_PROBLEM_:
Answer these questions from the case notes below:
1. In Cheney Bros. v. Doris Silk Co., what did Δ do to Π's price?
2. In Smith v. Chanel, which perfume did D advertise its product as identical to?
3. In Diamond v. Chakrabarty, what may patents extend to?
Top of TEXT UNDER STUDY
Cheney Bros. (Δ ) v. Doris Silk Co. (Π): Prop limited to chattels which embody invention. Others may imitate (p. 55). (fashion manuf=built in delay)
· F: Π created seasonal designs. Δ copied Π’s design and undercut Π ’s price. Π sued for seasonal protection. Δ wins.
· A: Case deals w/ fair competition; INS v. AP deals with unfair competition.
· Policy: Competition ->innovation & lower prices
· Judge Hand construed INS narrowly
· Sd INS rule = if copyright or patent law doesn’t protect it property or tort (unfair competition) doesn't
§ Even though INS court used unfair competition
· Hand reversed his opinion in Peter Pan Fabrics, Inc. v. Martin Weiner Corp. because of an amended Copyright Act.
Smith (D) v. Chanel (P): A product cannot be monopolized simply b/c it was made at great expense; public interest prevails. (p. 56).
· F: D copied P’s perfume formula and advertised it as identical to P’s perfume, Chanel No. 5. D prevailed.
· A: The court holds imitation breeds competition & provides a public benefit
Nichols (P) v. Universal Pictures Corp. (D): Copyrights not provide absolute IP protection from use in the public domain
· F: P alleges D copied key characters from play to produce D’s movie. D prevailed.
· A: Assuming P’s play was wholly original, and novelty not essential to copyright, still no monopoly.
Diamond (D) v. Chakrabarty (P): Patents may extend to artificially-created micro-organisms. (p. 60).
· F: D barred P from patenting genetically engineered cell since organic in nature. P prevailed.
· A: Congress created broad patent laws
· upholds Jefferson’s Patent Act of 1793 and 35 USC 101 “anything under the sun… made by man.”
White (P) v. Samsung Electronics America (D): In CA, IP rights extend to ownership in one’s own likeness.
Bottom of TEXT UNDER STUDY
Top of DATA RECORDS
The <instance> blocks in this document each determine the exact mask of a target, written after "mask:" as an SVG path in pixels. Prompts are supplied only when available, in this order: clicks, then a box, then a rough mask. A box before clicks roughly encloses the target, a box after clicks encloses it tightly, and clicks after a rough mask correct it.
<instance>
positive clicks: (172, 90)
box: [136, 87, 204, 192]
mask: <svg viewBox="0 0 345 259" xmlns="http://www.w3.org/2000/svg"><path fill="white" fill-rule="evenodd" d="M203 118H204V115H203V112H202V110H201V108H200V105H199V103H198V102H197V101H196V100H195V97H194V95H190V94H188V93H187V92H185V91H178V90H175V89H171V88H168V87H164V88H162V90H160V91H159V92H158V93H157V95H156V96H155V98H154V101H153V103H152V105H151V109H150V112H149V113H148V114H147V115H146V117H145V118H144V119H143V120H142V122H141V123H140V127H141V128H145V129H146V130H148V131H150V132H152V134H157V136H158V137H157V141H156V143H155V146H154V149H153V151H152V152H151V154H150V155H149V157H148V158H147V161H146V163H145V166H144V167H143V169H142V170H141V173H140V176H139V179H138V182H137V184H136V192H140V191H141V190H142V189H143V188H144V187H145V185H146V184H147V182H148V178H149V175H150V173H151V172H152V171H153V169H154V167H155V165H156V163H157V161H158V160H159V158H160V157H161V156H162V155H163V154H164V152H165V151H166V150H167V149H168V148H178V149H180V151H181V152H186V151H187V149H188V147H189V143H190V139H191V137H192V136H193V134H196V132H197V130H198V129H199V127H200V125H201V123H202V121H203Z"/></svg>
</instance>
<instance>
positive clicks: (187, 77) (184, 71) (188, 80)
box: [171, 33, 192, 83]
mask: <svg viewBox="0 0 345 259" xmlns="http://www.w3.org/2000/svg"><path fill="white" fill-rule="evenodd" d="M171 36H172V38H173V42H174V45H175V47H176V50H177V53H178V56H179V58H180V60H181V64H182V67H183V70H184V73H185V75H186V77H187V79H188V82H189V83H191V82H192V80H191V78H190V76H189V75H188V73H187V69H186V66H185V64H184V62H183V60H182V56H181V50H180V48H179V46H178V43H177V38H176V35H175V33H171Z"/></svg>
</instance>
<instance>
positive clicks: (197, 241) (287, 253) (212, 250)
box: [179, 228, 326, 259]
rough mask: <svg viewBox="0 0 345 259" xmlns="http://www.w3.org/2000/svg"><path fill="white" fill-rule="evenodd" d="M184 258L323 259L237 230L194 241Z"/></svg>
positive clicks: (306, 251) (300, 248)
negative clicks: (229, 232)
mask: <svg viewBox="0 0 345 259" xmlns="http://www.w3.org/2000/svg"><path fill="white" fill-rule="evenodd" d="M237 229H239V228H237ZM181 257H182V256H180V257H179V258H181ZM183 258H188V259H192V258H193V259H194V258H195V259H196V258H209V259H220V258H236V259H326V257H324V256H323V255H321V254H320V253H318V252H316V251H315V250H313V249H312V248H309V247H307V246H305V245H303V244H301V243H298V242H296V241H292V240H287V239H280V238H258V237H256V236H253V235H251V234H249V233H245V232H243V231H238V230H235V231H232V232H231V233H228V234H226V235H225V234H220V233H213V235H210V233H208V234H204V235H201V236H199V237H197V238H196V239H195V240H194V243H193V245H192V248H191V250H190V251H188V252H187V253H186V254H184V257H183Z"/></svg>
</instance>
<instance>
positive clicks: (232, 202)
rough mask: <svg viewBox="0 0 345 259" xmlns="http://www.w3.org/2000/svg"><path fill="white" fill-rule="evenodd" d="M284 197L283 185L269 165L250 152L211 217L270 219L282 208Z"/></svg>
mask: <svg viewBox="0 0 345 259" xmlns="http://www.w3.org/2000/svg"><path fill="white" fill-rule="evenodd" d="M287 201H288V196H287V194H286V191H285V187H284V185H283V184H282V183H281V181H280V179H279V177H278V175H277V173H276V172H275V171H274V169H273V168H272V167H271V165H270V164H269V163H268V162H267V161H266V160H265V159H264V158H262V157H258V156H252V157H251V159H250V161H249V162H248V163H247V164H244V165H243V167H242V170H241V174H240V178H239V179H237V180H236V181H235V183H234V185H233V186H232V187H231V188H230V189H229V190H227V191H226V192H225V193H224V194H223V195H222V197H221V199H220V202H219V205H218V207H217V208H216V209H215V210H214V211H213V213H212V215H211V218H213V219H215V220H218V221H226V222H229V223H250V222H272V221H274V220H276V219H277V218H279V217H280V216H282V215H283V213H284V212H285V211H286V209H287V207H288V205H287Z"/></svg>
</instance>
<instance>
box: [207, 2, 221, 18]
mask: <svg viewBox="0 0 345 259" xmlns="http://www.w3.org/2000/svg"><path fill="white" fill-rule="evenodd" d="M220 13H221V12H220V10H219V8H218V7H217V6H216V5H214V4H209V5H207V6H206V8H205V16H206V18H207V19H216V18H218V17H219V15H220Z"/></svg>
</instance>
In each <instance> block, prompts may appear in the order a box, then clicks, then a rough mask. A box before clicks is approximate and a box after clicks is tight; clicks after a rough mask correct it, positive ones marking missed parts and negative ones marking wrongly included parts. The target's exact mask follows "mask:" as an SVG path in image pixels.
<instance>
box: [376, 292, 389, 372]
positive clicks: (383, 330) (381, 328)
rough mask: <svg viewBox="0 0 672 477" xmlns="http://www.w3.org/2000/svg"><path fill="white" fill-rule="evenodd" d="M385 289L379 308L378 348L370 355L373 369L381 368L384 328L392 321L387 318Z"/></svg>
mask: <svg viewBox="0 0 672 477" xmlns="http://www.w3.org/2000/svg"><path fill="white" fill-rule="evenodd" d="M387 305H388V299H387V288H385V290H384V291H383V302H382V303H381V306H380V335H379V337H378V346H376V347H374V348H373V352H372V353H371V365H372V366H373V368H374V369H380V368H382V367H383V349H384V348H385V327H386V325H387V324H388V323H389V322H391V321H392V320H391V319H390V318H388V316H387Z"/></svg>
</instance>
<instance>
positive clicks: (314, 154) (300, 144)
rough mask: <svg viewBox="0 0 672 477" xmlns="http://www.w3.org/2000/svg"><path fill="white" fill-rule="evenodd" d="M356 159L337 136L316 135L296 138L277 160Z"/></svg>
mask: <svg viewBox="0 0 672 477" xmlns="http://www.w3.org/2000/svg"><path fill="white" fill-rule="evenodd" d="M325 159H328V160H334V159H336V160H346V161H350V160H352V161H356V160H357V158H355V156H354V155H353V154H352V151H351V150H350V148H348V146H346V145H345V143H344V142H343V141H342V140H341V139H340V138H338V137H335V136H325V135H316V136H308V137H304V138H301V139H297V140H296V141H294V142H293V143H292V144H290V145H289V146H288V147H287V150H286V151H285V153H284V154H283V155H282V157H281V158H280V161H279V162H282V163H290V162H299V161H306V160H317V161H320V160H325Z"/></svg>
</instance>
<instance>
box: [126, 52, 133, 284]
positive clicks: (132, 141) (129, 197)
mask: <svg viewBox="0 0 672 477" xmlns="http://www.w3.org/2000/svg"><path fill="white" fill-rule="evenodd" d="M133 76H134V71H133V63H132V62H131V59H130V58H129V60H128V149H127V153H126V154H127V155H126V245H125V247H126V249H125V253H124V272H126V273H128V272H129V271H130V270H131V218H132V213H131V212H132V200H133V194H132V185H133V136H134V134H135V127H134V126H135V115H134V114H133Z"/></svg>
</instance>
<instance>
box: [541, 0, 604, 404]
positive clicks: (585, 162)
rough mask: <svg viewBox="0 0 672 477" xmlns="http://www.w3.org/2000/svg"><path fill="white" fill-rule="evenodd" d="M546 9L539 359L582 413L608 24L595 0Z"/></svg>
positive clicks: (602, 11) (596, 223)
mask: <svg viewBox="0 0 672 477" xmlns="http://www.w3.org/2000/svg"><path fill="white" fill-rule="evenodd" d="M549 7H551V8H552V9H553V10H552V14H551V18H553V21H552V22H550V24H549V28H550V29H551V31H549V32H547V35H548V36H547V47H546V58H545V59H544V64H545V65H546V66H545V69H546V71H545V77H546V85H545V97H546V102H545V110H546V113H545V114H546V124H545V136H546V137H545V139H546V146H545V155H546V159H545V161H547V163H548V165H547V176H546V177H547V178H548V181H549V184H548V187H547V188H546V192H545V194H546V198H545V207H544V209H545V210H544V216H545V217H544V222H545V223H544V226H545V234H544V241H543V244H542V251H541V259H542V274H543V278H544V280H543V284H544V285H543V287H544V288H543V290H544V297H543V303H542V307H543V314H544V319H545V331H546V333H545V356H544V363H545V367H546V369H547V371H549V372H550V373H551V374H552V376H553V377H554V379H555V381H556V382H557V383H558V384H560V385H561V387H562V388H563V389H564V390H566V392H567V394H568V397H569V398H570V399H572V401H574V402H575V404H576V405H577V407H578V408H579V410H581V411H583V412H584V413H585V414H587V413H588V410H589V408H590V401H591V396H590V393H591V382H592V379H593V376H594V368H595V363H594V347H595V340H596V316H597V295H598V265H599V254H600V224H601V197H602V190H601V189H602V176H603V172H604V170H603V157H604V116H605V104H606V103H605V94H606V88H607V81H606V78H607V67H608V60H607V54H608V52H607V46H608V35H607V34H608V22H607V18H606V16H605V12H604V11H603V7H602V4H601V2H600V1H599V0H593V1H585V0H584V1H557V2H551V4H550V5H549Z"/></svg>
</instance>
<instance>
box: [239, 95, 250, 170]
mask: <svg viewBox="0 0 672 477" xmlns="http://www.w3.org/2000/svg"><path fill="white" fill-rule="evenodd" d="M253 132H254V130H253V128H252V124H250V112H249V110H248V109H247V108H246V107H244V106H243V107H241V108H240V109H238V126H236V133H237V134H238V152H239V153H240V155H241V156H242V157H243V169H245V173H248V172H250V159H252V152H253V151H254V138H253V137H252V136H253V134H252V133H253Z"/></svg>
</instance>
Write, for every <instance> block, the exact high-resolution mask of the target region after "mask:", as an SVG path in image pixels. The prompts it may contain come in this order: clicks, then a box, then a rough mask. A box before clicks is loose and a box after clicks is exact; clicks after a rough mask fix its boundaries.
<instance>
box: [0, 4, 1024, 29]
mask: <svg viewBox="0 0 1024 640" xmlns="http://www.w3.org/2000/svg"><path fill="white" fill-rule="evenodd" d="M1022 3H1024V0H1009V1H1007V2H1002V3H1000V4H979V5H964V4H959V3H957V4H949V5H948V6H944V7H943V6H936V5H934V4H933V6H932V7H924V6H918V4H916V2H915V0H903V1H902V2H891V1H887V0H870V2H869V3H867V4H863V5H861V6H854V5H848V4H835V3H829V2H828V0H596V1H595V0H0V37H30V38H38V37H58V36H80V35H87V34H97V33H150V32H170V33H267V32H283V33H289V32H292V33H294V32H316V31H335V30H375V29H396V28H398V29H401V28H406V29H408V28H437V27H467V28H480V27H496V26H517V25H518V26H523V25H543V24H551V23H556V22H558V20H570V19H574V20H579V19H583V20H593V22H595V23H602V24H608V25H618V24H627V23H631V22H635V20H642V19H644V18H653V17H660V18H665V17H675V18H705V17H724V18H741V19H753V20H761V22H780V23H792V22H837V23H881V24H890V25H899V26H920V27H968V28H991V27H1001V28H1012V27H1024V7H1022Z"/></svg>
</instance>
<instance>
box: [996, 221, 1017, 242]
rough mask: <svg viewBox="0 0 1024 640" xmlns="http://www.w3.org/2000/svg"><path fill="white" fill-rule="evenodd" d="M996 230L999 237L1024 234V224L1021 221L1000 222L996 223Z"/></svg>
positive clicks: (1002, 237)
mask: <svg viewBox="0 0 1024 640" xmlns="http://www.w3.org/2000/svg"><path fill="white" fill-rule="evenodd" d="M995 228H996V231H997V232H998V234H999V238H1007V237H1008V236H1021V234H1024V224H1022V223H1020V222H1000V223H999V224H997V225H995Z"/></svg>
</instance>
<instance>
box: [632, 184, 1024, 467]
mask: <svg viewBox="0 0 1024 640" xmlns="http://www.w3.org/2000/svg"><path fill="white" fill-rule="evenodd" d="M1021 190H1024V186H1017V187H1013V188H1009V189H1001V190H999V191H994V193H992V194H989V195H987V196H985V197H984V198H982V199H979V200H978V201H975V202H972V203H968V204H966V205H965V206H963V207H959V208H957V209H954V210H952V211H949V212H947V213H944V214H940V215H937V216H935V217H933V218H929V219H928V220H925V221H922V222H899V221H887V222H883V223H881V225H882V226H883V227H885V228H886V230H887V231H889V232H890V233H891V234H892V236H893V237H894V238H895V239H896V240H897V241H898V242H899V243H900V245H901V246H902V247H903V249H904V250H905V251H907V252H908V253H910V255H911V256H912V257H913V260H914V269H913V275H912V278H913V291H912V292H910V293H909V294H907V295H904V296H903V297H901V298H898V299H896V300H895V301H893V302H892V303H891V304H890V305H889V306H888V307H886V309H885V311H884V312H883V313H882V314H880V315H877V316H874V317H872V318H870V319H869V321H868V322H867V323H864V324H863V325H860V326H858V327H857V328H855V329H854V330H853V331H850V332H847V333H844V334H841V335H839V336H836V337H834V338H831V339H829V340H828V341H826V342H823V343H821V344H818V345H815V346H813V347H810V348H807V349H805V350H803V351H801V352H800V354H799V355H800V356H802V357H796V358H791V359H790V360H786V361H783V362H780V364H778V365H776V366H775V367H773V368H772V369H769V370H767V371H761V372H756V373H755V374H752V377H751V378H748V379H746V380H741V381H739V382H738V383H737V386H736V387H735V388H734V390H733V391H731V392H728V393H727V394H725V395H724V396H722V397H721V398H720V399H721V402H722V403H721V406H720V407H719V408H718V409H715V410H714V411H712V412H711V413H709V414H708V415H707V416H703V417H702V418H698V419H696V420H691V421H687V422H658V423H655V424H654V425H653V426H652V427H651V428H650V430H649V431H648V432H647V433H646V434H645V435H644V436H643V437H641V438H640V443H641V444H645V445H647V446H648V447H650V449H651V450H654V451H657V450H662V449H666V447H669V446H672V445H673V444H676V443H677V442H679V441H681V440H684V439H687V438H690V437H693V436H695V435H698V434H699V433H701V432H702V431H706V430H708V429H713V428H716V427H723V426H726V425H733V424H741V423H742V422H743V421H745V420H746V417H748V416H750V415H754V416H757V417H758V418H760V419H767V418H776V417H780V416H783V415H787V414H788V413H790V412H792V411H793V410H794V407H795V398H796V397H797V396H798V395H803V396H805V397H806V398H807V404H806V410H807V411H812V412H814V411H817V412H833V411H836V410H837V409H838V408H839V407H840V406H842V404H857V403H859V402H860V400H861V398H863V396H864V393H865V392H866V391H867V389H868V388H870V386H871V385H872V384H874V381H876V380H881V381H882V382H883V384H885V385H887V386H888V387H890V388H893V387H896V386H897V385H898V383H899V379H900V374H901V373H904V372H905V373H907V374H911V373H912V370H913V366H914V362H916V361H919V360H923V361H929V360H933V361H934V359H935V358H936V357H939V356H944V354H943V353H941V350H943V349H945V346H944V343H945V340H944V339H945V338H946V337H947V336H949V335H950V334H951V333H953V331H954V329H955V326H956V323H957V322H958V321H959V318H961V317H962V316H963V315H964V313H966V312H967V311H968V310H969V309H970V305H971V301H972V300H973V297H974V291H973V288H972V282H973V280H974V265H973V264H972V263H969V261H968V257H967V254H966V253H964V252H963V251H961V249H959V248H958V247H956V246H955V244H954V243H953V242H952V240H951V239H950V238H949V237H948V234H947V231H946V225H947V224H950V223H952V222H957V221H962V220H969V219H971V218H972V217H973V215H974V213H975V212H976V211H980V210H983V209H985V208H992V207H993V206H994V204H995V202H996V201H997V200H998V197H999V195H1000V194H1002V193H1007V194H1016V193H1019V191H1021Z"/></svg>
Bottom of DATA RECORDS
_ANSWER TO THE EXERCISE_:
1. Δ undercut Π's price.
2. Chanel No. 5.
3. Artificially-created micro-organisms.